### TASK GOAL
State how many lines in the data contain the string "grass", and give only that number. Matching is case-sensitive.

### EXERCISE DATA
>>
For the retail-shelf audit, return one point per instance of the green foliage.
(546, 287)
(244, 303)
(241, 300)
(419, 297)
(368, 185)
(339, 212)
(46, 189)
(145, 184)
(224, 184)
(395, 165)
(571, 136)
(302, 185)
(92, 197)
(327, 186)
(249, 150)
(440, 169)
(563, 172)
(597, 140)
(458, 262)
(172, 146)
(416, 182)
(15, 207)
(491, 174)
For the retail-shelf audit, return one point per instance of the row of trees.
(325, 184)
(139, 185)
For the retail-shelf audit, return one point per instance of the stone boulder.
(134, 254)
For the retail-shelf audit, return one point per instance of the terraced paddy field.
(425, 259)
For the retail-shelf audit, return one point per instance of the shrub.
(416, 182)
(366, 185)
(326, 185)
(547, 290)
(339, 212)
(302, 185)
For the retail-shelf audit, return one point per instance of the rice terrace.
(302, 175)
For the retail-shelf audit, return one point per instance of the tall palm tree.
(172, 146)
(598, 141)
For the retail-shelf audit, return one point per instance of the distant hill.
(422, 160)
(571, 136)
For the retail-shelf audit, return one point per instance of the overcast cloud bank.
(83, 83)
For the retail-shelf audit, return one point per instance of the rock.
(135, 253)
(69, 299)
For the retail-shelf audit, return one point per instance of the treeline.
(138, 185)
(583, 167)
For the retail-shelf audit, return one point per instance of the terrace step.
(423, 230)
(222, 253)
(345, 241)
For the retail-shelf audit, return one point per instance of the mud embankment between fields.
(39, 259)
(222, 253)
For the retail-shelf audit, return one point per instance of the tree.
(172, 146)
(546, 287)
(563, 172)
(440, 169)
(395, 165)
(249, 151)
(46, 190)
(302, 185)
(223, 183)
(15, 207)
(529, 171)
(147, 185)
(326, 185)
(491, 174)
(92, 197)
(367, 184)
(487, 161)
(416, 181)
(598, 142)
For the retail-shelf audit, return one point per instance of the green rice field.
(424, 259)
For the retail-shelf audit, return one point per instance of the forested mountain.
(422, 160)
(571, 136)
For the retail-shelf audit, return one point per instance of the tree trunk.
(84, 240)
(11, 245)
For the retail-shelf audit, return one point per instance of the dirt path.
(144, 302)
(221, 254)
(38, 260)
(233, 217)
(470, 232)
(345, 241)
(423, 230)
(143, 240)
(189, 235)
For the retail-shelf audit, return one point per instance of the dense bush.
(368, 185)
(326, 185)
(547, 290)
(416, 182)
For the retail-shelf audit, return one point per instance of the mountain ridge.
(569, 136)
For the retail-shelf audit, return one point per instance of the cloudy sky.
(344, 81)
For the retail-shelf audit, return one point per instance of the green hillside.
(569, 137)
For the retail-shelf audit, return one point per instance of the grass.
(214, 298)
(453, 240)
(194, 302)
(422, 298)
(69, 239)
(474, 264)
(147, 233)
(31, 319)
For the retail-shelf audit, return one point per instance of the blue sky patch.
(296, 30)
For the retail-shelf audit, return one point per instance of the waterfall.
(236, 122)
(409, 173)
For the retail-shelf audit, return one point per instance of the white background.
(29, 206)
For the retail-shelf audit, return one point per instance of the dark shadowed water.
<<
>>
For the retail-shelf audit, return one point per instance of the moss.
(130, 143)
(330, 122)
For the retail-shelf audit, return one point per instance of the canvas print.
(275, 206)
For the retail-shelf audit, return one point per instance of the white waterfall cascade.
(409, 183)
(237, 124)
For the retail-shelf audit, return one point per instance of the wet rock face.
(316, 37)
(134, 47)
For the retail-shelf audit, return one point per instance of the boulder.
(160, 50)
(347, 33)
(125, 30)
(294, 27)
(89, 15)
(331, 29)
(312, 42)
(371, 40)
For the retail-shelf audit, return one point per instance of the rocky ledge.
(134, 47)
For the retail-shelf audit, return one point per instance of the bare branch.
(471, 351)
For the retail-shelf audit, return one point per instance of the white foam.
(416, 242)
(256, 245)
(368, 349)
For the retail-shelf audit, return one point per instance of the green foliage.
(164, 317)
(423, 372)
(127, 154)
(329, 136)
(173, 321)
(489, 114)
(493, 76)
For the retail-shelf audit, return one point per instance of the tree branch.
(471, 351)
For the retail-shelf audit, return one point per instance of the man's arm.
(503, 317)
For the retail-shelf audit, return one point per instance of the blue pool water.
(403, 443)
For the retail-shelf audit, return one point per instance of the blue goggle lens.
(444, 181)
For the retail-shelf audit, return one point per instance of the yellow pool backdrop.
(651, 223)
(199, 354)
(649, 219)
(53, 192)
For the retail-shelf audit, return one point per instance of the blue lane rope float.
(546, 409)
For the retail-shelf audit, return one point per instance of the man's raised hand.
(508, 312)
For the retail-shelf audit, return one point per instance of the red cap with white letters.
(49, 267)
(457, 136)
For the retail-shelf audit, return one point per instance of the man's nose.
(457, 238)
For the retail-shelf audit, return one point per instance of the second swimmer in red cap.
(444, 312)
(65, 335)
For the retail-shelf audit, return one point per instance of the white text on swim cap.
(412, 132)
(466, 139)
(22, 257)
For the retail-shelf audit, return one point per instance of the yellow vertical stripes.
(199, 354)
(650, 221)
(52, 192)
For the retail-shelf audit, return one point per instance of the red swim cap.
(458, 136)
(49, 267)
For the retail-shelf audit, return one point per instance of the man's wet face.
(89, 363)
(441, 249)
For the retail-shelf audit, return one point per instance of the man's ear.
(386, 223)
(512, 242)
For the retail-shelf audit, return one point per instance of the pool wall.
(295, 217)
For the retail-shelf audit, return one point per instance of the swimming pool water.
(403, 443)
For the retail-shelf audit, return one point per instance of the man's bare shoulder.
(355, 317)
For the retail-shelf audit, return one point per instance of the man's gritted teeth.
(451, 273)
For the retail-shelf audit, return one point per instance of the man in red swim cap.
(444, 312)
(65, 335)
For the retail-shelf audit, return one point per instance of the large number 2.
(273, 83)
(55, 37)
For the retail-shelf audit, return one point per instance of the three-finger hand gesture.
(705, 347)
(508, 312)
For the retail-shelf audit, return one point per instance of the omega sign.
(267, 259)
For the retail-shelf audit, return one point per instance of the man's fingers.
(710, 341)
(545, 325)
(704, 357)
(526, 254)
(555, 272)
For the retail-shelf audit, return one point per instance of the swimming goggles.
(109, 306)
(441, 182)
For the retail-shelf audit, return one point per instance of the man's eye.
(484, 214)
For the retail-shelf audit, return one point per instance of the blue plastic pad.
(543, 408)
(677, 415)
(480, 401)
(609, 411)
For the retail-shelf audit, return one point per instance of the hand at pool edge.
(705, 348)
<<
>>
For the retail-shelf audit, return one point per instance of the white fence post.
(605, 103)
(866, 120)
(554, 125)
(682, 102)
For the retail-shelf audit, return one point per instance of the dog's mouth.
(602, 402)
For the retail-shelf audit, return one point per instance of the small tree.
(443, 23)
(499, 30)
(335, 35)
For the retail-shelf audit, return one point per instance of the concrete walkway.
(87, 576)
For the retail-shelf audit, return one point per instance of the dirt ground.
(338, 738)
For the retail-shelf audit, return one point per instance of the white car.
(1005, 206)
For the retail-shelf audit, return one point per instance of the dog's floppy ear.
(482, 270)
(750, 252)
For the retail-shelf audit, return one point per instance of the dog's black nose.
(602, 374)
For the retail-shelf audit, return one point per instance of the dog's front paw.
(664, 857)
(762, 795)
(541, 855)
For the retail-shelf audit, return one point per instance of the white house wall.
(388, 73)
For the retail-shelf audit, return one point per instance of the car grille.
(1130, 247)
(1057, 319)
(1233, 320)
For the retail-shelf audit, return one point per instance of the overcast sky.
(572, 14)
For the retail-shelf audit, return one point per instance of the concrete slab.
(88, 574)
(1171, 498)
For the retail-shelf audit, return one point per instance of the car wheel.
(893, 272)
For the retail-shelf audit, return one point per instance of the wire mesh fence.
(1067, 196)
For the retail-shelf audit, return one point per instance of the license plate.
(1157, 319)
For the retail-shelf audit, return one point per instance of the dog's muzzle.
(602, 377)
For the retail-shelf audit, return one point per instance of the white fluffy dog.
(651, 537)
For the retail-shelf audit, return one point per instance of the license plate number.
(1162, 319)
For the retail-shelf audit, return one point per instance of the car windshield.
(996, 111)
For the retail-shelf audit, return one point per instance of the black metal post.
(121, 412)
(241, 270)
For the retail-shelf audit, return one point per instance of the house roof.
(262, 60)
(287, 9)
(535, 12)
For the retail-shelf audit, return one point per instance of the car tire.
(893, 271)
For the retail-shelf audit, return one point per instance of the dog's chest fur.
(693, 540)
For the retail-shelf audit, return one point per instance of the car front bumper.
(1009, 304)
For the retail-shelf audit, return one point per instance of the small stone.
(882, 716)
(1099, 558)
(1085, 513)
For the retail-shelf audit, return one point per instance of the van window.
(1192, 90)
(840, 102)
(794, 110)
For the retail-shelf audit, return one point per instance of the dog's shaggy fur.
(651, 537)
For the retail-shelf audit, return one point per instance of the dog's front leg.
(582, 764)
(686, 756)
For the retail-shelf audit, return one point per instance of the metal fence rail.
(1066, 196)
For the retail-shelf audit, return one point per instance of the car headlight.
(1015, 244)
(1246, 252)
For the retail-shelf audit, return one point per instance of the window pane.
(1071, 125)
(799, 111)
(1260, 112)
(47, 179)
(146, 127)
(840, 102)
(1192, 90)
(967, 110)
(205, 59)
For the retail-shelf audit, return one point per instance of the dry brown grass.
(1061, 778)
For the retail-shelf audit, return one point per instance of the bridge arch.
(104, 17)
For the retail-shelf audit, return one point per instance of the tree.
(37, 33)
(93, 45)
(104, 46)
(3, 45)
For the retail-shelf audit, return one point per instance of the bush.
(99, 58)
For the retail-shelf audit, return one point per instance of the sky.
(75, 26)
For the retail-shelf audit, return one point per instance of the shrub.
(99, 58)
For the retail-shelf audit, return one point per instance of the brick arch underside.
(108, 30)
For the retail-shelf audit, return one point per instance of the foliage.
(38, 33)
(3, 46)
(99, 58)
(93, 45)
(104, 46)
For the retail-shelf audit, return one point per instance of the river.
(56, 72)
<<
### COMPLETED EXERCISE
2